Brief – The data is to be set down once more, exactly as it reads.

Extracted material –
——————————
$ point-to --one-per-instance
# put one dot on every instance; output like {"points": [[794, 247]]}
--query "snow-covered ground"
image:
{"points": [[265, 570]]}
——————————
Answer to this exercise –
$ point-to --one-per-instance
# put one dot on every instance; output like {"points": [[794, 247]]}
--query "snow-covered ground"
image:
{"points": [[265, 570]]}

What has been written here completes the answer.